TEXT EXCERPT –
VinFuture Prize Council

Professor Pascale Cossart
Pasteur Institute of Paris (France)

Professor Pascale Cossart is a pioneering cellular microbiologist who has made significant contributions to our understanding of how bacteria both infect, and survive within, host cells. She uses the food-borne pathogen Listeria monocytogenes as a model, with her research paving the way for future therapeutics.

She is currently a Professor and Head of the Unité des Interactions Bactéries Cellules at the Pasteur Institute. She was also a Professor of Biochemistry at the Royal School of Medicine in Vientiane, Laos from 1974 – 1975 before working at Pasteur Institute in Paris from 1988 until the present.

Professor Cossart’s research provides a detailed picture of the factors which make Listeria such an effective infectious agent. She identified different proteins that Listeria uses to enter cells, move, and disseminate in tissues. Through the creation of a transgenic mouse model, she paved the way for in vivo studies. Professor Cossart has also unveiled new regulatory mechanisms in bacteria and is now deciphering how bacteria induce epigenetic changes during infection.

WHAT YOU WILL DO –
- A) Answer these questions from the Cossart profile:
(i) Which pathogen does she use as a model?
(ii) Where was she a Professor of Biochemistry from 1974 to 1975?
(iii) What did she create that paved the way for in vivo studies?
- B) Reproduce the Cossart profile word for word, starting with "She is currently" and going on through "changes during infection.".
The lines after this come from a different source than the Cossart profile.

INFORMATION PROVIDED –
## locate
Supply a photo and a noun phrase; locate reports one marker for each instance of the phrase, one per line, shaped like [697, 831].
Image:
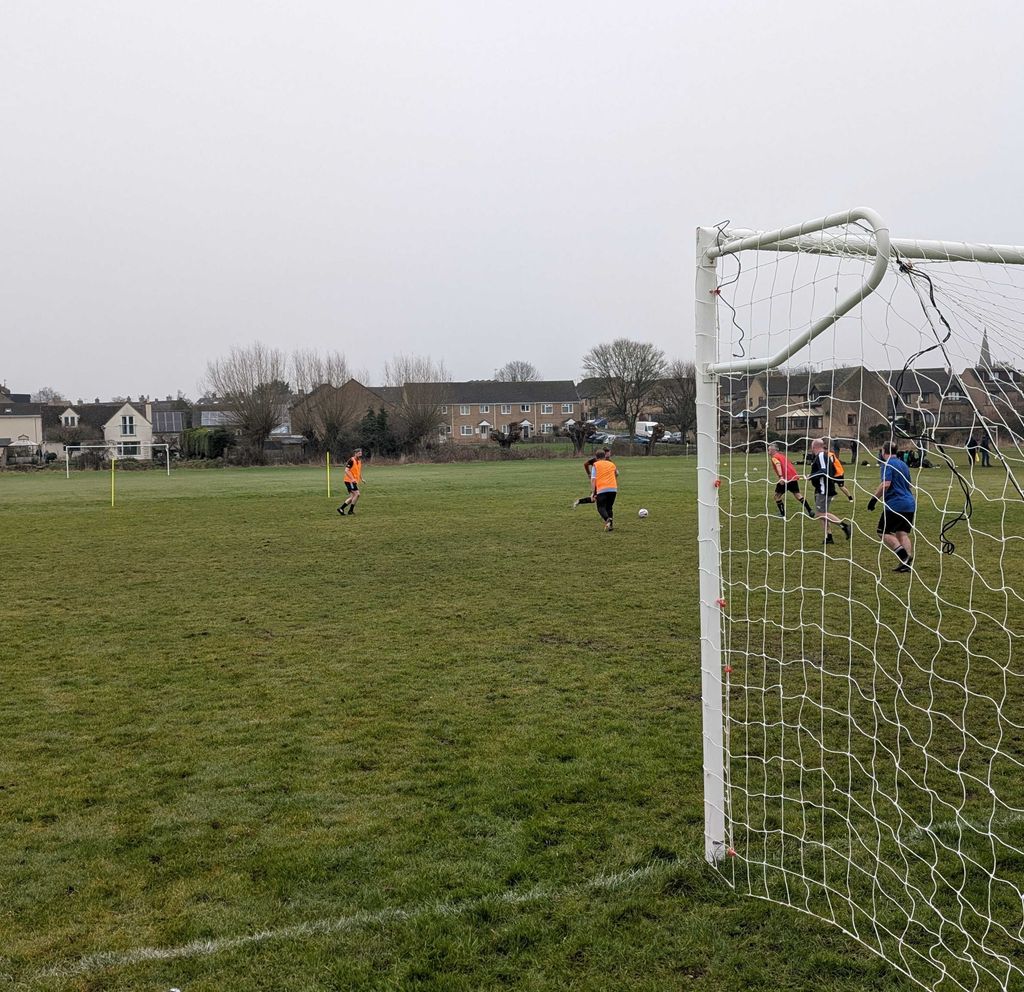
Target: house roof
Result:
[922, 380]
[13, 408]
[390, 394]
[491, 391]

==

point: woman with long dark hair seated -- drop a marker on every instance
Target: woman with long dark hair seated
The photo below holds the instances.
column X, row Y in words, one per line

PER-TASK OUTPUTS –
- A)
(i) Listeria monocytogenes
(ii) The Royal School of Medicine in Vientiane, Laos
(iii) A transgenic mouse model

- B)
She is currently a Professor and Head of the Unité des Interactions Bactéries Cellules at the Pasteur Institute. She was also a Professor of Biochemistry at the Royal School of Medicine in Vientiane, Laos from 1974 – 1975 before working at Pasteur Institute in Paris from 1988 until the present.

Professor Cossart’s research provides a detailed picture of the factors which make Listeria such an effective infectious agent. She identified different proteins that Listeria uses to enter cells, move, and disseminate in tissues. Through the creation of a transgenic mouse model, she paved the way for in vivo studies. Professor Cossart has also unveiled new regulatory mechanisms in bacteria and is now deciphering how bacteria induce epigenetic changes during infection.